Exercise description>
Go through all the lines below and switch "whereabouts" to "location" wherever it occurs, leaving everything else unchanged. Omit the pictures from your answer.

(Stored items from a collection)
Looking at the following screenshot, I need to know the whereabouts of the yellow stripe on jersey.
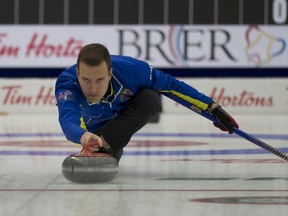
[160,90,208,110]
[80,117,87,131]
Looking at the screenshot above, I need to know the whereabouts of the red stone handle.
[71,141,111,157]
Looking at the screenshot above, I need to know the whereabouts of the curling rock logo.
[245,25,286,66]
[168,26,188,66]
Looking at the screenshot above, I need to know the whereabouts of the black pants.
[96,88,161,151]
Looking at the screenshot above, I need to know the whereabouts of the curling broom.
[161,92,288,161]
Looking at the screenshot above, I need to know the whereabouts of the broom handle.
[161,92,288,161]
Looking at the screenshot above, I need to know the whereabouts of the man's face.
[77,61,112,103]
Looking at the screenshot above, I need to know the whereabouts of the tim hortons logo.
[0,33,83,58]
[1,85,56,106]
[211,87,274,107]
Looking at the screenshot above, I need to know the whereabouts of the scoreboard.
[189,0,288,25]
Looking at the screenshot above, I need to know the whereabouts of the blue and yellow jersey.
[55,55,212,143]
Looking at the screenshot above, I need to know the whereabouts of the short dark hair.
[77,43,111,71]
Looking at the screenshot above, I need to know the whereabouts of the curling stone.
[62,142,119,183]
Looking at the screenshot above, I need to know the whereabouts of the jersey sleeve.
[55,73,86,144]
[136,61,212,110]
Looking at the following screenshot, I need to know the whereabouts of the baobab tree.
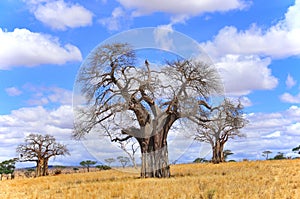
[262,150,272,160]
[73,43,222,178]
[17,134,70,177]
[79,160,97,172]
[192,99,248,163]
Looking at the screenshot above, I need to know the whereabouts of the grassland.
[0,160,300,199]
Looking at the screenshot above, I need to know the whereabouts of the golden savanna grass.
[0,160,300,199]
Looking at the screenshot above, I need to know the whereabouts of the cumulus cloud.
[99,7,130,31]
[23,0,93,30]
[196,0,300,96]
[202,0,300,58]
[99,0,249,31]
[23,84,72,106]
[0,28,82,70]
[285,74,297,88]
[118,0,247,16]
[5,87,22,96]
[215,55,278,96]
[154,24,174,51]
[226,106,300,160]
[280,93,300,104]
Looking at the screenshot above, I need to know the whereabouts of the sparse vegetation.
[0,159,300,199]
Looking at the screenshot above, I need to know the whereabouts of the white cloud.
[202,0,300,58]
[23,84,72,106]
[99,7,130,31]
[0,28,82,70]
[262,131,281,139]
[118,0,247,16]
[226,106,300,160]
[5,87,22,96]
[280,93,300,104]
[27,0,93,30]
[154,24,174,51]
[200,0,300,96]
[215,55,278,95]
[285,74,297,88]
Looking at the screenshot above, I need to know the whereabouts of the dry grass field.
[0,160,300,199]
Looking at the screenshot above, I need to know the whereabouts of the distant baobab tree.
[73,43,222,178]
[262,151,272,160]
[17,134,70,177]
[192,99,248,163]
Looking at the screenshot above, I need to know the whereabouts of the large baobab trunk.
[137,114,177,178]
[43,158,49,176]
[35,158,44,177]
[212,140,225,164]
[141,134,170,178]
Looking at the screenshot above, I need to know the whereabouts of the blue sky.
[0,0,300,164]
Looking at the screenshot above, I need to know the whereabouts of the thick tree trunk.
[212,140,225,164]
[43,158,49,176]
[35,158,44,177]
[138,115,177,178]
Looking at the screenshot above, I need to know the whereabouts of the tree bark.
[43,158,49,176]
[35,158,44,177]
[212,140,225,164]
[136,114,177,178]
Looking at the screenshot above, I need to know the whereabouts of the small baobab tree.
[17,134,70,177]
[104,158,116,166]
[79,160,97,172]
[192,99,248,163]
[73,43,222,178]
[117,156,130,168]
[262,150,272,160]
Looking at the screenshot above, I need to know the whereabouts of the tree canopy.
[73,43,222,177]
[16,134,70,176]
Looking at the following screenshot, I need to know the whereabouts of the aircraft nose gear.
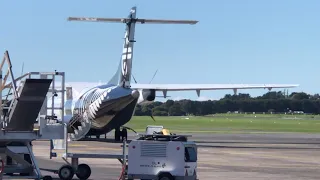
[58,165,74,180]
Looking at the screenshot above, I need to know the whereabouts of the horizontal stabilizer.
[131,84,299,91]
[68,17,198,25]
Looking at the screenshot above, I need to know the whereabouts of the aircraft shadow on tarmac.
[195,141,320,145]
[78,138,131,144]
[198,144,320,150]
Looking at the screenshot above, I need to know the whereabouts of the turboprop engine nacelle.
[138,89,156,104]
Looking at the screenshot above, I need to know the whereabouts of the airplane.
[64,6,299,141]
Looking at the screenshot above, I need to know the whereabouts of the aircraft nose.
[131,90,139,98]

Reply>
Looking at the following screenshot, I need to know the location of the yellow stripe on jersey.
[160,90,208,110]
[80,117,87,131]
Looking at the screenshot above, I need to know the location of the red stone handle.
[71,141,111,157]
Looking at the screenshot above, I need to know the location of the curling rock logo.
[245,25,286,66]
[168,26,188,66]
Looking at the screenshot above, I need to know the location of the black pants.
[96,88,161,151]
Looking at the screenshot above, I need to know the location of the curling broom.
[161,92,288,161]
Looking at the screenshot above, I need to know the location of the broom handle.
[161,92,288,161]
Looking at the screenshot above, I need to know the location of the man's face.
[77,61,112,103]
Looking at the screenshot above, I need to know the location of the tim hortons logo.
[0,33,83,58]
[1,85,56,106]
[211,87,274,107]
Looking at the screenshot above, I need to know the location of the scoreboard.
[189,0,288,25]
Looking at the screenshot above, I need to know the location of the blue and yellow jersey.
[55,55,212,143]
Looking at the screenshot above, I need to know the location of the short dark hair.
[77,43,111,71]
Looking at the screenshot above, I need to know the location of the curling stone.
[62,142,119,183]
Looking at the screenshot above, I need to know the location of the jersey sleeve.
[55,73,86,144]
[136,61,212,110]
Looking at the following screenshot, I need to know the location of the baobab tree.
[262,150,272,160]
[73,43,222,178]
[17,134,70,177]
[79,160,97,172]
[192,99,248,163]
Looking at the screenshot above, I need to know the location of the grassland.
[0,160,300,199]
Looking at the screenshot above, I need to know the location of the golden savanna grass.
[0,160,300,199]
Looking at the screenshot above, I need to know the location of the cumulus cloud.
[99,7,130,31]
[23,0,93,30]
[196,0,300,96]
[202,0,300,58]
[99,0,249,31]
[23,84,72,106]
[0,28,82,70]
[285,74,297,88]
[118,0,247,16]
[5,87,22,96]
[215,55,278,96]
[154,24,174,51]
[226,106,300,160]
[280,93,300,104]
Looking at the screenshot above, I need to know the location of the sparse vegetation.
[0,159,300,199]
Looking at the screenshot above, I need to know the location of the white cloud.
[202,0,300,58]
[23,84,72,106]
[99,7,130,31]
[0,28,82,70]
[262,131,281,139]
[118,0,247,16]
[226,106,300,160]
[5,87,22,96]
[280,93,300,104]
[27,0,93,30]
[154,24,174,51]
[200,0,300,96]
[215,55,278,95]
[285,74,297,88]
Looking at the screenshot above, I need to know the location of the dry grass field.
[0,160,300,199]
Looking at the screenshot above, I need to know the location of the distant baobab tree.
[73,43,222,178]
[262,151,272,160]
[17,134,70,177]
[192,99,248,163]
Looking at the screenshot above, I need to know the location of the large baobab trunk.
[137,114,177,178]
[43,158,49,176]
[35,158,44,177]
[212,140,225,164]
[141,134,170,178]
Looking at the screenshot above, I need to know the location of the blue sky.
[0,0,300,164]
Looking at the screenshot above, I need to know the location of the thick tree trunk.
[212,140,225,164]
[43,158,49,176]
[35,158,44,177]
[138,115,177,178]
Looking at the screenshot above, I need to know the location of the tree bark.
[43,158,49,176]
[35,158,44,177]
[212,140,225,164]
[136,114,177,178]
Looking at the screenshot above, I need to know the location of the small baobab tree.
[17,134,70,177]
[104,158,116,166]
[79,160,97,172]
[192,99,248,163]
[73,43,222,178]
[117,156,130,168]
[262,150,272,160]
Looking at the screenshot above, I need to know the location of the tree canopy.
[73,43,222,177]
[16,134,70,176]
Looking at the following screenshot, I need to know the location of the aircraft nose gear.
[58,165,74,180]
Looking at the screenshot above, I need to know the location of the horizontal stabilizer.
[131,84,299,91]
[68,17,198,25]
Looking at the screenshot above, I need to know the location of the aircraft shadow on tarmac.
[195,141,320,145]
[78,138,131,144]
[198,144,320,150]
Looking at the screenshot above, I need to know the location of the turboprop engine nacelle.
[138,89,156,104]
Looking at the screenshot above, I need to know the location of the airplane.
[64,6,299,141]
Looking at the screenshot above, I need to know the location of the aircraft nose.
[131,90,139,98]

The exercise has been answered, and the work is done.